__Given data__:
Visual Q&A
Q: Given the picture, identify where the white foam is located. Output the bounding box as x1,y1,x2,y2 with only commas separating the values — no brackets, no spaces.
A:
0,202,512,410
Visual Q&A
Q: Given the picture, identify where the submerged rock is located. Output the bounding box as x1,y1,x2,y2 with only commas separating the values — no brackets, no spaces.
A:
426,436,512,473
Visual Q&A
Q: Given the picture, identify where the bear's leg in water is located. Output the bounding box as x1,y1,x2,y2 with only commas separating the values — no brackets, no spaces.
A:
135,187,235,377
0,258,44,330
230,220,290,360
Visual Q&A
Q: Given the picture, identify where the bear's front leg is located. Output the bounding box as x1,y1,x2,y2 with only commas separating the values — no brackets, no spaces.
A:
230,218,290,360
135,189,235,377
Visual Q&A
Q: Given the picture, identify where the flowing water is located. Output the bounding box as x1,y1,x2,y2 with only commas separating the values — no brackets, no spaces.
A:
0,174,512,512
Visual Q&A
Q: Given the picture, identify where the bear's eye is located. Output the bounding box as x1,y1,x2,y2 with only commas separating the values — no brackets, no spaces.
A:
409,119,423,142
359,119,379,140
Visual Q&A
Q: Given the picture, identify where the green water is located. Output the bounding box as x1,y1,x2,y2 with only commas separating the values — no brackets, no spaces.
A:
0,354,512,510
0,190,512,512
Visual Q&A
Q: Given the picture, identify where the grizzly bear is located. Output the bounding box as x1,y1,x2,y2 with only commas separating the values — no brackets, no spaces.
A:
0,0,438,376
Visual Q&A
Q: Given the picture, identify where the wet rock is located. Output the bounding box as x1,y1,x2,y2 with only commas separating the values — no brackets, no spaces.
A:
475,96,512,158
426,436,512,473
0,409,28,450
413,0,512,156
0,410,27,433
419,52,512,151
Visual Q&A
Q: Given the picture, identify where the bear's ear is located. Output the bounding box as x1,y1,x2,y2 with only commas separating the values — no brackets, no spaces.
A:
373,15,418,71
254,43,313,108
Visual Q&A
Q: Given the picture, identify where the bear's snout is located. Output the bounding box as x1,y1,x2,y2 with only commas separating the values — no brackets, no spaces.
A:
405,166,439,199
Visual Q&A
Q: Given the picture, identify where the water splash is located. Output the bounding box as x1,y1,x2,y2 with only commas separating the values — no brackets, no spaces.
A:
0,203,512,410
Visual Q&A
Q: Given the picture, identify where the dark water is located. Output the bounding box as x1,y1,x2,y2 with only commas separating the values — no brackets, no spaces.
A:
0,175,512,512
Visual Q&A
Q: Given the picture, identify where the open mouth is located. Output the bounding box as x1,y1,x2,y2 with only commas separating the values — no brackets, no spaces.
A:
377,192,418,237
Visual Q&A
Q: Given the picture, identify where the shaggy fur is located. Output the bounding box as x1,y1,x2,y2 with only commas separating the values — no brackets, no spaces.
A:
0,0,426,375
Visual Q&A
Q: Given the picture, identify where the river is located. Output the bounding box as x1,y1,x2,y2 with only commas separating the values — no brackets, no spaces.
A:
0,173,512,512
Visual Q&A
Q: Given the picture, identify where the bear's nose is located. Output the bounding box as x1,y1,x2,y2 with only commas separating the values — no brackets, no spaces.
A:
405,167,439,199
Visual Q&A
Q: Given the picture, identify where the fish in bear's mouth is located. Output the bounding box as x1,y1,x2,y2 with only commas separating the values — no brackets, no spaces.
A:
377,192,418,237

__Exercise instructions__: Which lines in the records above contain the string "white", with case counting? Pick out each of those lines and copy it in full.

__Solution to this exercise__:
Q: Given the picture, identify where the white foam is located. Output the bounding box as x1,y1,x2,y2 with only commas separating the values — no brackets, no spaces.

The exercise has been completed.